**Extracted text**
------------------------------------------------

James Simon Galerie Opening, Architect, Museumsinsel Building, Architecture News, Images
James Simon Galerie in Berlin
Modern Public Architecture in Germany on Museum Island – design by David Chipperfield Architects
16 + 15 July 2019
James Simon Galerie Opening
Design: David Chipperfield Architects
Location: Museum Insel, Berlin, Germany
James-Simon-Galerie on Berlin’s Museum Island opens
Photos below © Ute Zscharnt
The James-Simon-Galerie, the new entrance building to Berlin’s Museum Island, opened to the public 13 July 2019. German Chancellor Angela Merkel attended the official opening ceremony on Friday 12th 2019.
As the first new building on the Island in almost 100 years, the James-Simon-Galerie completes the ensemble of five museums. A UNESCO World Heritage site since 1999, Berlin’s Museum Island is visited by about three million people every year.
Linking four of the five museums via the Archaeological Promenade below ground, the James-Simon-Galerie plays an essential role in the Museum Island master plan, which set out a framework for developing a modern museum complex while preserving the unique historical ensemble.
As the new gateway to the Museum Island, the James-Simon-Galerie with a floor area of 10,900 m² is suitable for welcoming large numbers of visitors, housing all the facilities required by the contemporary museum-goer as well as a temporary exhibition space and an auditorium. A grand staircase, terrace with café and new courtyard will be accessible to the public outside opening hours, further extending the public realm of the Museum Island.
The James-Simon-Galerie resolves logistical and infrastructural issues for the museum complex, and also fulfils an architectural vision for the Museum Island. This highly symbolic location encouraged us to find a reading of the building that transcends its practical functions, becoming defined instead by its general formal characteristics and a looser idea of purpose.
The James-Simon-Galerie celebrates the accessibility of the museums and the treasures they hold. It extends the public urban realm into the heart of the Museum Island, inviting passers-by to take a stroll and generating a new spatial relationship between the museums and the city. With colonnades, grand staircases and built topography, the new architecture adopts well-established themes of the Museum Island.
Alexander Schwarz, Partner and Design director, David Chipperfield Architects Berlin
The quality and immediacy of the materials used is very much connected to the architectural identity of the James-Simon-Galerie. All visible concrete elements are part of the actual, load-bearing structure; there is no secondary layer forming spaces and volumes. Concrete, when cast in-situ, expresses its on-site production process like no other material.
Urs Vogt, Associate and Project architect
Verlag der Buchhandlung Walther König has published a book on the building:
David Chipperfield Architects
Photography by Thomas Struth
Texts by Adrian von Buttlar, Gabi Dolff-Bonekämper, Regula Lüscher,
Martin Maischberger, Olaf Matthes, Rafael Moneo, Andreas Scholl,
Peter-Klaus Schuster, Alexander Schwarz, Heinrich Wefing, Hans Witschurke
and Richard Sennett in conversation with David Chipperfield
German: ISBN 978-3-96098-571-6
English: ISBN 978-3-96098-572-3
3 March 2007: The citizens’ initiative ‘Save Museum Island!’ campaigns for a vote to be held on the entrance building. Among the prominent public figures supporting this opposition are the television host Günther Jauch, the writer Günter de Bruyn and the journalist Lea Rosh.

------------------------------------------------

(Records drawn from a data source)
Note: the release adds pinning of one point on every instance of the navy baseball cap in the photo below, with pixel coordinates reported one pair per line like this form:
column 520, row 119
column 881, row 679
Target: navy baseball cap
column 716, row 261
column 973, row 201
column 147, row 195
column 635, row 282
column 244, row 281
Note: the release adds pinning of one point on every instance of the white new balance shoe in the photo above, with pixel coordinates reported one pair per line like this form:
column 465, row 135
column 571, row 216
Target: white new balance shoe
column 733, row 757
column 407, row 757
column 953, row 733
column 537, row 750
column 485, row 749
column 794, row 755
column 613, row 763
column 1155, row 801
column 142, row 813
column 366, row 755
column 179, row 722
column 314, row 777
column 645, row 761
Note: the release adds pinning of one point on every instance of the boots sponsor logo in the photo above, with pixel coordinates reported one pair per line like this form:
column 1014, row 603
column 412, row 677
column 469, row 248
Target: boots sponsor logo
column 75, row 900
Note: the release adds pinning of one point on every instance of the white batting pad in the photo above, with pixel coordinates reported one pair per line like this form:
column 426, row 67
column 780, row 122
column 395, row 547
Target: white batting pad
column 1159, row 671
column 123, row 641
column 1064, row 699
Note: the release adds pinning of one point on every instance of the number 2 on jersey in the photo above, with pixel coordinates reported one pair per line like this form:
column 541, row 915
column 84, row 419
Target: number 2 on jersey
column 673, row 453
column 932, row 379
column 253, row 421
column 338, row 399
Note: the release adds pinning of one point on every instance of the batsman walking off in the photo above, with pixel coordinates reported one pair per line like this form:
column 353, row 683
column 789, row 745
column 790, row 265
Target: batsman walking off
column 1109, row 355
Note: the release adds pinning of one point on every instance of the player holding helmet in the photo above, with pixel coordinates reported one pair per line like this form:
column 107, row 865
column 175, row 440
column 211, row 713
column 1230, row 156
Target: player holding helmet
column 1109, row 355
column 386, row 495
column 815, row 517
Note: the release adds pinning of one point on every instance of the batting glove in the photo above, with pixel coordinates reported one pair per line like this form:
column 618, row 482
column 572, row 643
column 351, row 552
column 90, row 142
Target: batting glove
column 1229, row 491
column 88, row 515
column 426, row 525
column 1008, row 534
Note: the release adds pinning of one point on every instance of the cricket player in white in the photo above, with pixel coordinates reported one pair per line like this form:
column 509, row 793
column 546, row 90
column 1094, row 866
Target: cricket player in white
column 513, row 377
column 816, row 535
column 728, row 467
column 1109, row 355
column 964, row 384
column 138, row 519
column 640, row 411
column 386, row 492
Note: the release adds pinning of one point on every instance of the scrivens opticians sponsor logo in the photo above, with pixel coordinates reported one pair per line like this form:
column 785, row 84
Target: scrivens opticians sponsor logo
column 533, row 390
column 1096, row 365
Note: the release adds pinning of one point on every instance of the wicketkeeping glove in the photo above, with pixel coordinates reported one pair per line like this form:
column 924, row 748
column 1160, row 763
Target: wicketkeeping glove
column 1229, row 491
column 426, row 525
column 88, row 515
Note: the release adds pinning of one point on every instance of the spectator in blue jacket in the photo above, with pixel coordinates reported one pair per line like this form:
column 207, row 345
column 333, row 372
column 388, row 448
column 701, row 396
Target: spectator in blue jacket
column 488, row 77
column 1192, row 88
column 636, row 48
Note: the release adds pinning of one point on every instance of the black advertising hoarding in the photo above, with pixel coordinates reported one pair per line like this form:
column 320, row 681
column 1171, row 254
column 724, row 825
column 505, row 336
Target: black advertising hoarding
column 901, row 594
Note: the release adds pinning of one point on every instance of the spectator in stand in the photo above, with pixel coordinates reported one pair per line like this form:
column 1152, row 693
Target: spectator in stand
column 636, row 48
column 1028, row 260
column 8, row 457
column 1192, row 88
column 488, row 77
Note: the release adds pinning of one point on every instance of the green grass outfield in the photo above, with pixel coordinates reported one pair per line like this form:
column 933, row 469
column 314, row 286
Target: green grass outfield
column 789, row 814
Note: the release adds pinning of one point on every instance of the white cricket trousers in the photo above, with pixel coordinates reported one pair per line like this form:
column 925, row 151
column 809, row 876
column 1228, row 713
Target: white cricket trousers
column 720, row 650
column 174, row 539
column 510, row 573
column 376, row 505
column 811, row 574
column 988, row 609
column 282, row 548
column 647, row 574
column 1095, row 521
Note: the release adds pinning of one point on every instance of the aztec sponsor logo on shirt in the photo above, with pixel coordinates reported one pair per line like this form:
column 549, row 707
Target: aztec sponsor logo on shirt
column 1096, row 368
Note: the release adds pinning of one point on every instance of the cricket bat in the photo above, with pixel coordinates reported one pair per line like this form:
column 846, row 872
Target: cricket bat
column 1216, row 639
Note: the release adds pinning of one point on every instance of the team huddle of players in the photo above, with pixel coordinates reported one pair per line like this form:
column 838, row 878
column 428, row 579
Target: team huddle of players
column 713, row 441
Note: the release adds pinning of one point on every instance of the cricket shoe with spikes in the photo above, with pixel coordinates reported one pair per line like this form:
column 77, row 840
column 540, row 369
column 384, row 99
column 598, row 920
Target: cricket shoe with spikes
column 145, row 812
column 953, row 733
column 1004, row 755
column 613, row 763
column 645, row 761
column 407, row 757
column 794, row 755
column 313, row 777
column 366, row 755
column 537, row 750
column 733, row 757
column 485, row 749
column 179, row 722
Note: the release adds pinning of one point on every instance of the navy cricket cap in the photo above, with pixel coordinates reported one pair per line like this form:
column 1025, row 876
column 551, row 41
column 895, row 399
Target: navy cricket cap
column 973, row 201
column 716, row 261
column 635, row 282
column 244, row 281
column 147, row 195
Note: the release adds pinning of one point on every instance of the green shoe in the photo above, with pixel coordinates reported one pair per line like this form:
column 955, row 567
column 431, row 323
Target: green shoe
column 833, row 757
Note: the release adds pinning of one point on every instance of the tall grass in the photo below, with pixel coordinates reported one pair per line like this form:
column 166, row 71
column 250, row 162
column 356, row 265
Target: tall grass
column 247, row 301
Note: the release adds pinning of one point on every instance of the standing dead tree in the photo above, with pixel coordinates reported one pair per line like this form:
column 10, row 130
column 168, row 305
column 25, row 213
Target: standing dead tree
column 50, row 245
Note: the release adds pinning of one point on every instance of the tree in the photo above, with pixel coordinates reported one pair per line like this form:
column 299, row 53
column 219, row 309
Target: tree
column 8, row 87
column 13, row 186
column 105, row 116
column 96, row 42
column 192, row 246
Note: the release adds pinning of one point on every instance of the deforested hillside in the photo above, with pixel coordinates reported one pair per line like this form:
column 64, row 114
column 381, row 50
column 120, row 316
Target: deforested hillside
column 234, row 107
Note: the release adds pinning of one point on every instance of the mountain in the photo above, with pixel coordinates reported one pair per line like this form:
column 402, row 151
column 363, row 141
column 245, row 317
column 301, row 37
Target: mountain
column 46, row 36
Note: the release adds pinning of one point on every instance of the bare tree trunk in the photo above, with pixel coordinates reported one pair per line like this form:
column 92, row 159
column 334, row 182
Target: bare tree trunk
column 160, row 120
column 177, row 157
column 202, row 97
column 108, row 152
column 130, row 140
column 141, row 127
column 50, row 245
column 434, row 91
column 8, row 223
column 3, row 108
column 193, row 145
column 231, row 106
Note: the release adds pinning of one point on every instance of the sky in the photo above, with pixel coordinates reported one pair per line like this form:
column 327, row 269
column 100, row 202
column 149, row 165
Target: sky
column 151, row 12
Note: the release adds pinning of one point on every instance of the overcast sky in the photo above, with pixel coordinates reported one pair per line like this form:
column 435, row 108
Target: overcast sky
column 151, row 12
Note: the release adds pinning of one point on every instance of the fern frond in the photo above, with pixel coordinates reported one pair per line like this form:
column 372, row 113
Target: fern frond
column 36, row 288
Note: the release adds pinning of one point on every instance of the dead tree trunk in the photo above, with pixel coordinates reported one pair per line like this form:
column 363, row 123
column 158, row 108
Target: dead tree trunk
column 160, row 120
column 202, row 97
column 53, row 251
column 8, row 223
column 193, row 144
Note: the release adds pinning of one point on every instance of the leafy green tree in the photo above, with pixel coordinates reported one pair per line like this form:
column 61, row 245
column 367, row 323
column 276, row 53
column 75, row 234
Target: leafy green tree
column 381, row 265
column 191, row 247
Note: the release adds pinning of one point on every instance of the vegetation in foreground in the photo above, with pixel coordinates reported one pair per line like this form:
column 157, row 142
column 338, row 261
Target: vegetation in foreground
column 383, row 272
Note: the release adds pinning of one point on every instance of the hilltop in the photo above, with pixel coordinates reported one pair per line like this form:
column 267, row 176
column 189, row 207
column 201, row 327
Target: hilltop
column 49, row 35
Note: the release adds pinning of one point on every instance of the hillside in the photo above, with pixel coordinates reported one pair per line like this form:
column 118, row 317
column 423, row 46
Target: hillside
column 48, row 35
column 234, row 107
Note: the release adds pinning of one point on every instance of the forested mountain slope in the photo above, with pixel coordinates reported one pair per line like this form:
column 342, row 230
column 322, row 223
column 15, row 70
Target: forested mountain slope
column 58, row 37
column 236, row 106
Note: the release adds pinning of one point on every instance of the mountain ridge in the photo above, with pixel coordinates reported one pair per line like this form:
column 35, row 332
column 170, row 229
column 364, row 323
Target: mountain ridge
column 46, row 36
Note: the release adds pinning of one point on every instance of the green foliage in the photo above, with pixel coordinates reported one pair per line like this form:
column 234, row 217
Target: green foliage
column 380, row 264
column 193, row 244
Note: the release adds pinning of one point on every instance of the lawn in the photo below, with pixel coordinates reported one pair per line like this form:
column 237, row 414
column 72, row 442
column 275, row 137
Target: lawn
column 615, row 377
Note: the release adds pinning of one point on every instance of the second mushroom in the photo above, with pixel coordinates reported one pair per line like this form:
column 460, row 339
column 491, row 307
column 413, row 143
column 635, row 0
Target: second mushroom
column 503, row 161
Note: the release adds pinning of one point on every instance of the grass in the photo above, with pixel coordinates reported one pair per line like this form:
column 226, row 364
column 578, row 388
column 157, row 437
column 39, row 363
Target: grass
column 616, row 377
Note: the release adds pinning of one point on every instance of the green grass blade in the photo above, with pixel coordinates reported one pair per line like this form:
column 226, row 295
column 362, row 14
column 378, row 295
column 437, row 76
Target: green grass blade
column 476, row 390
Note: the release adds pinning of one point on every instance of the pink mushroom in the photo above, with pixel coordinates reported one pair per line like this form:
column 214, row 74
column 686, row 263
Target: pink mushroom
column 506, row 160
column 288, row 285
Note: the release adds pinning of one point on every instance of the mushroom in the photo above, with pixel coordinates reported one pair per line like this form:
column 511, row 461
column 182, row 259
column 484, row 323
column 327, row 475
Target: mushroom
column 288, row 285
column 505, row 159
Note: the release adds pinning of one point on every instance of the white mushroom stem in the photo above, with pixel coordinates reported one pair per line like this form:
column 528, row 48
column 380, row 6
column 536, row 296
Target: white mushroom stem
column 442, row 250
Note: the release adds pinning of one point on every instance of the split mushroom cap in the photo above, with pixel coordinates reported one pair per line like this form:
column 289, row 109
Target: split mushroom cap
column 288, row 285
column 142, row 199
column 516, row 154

------------------------------------------------

**Tasks**
a) What floor area does the article on the James-Simon-Galerie give for the building?
b) Continue the article on the James-Simon-Galerie, picking up after its final sentence.
These lines have no connection to the article on the James-Simon-Galerie.

**Answers to the exercises**
a) 10,900 m²

b)
27 June 2007: The revised design is presented at a press conference held in the Theodor Wiegand Hall of the Pergamon Museum with Klaus-Dieter Lehmann, Peter-Klaus Schuster and David Chipperfield. On the same day, a public discussion on the new design takes place in the Akademie der Künste with Jochen Gerz, Klaus-Dieter Lehmann, Regula Lüscher, Klaus Staeck, David Chipperfield and Gabi Dolff-Bonekämpfer.
9 March 2009: The construction working group of the Stiftung Preußischer Kulturbesitz approves the construction budget.
December 2009: Work on excavating and laying the deep foundation begins.
18 October 2013: The foundation stone is symbolically placed with descendants of James Simon in attendance. A time capsule is bricked into the foundation stone, which contains a newspaper, a photograph of James Simon and a copy of his handwritten deed of gift from 1904.
April 2014: Main building works commence.
13 April 2016: The topping-out ceremony takes place.
13 December 2018: The key is symbolically delivered to the building’s future users, the Stiftung Preußischer Kulturbesitz and the Staatliche Museen zu Berlin.
12 July 2019: The James-Simon-Galerie is opened to the public.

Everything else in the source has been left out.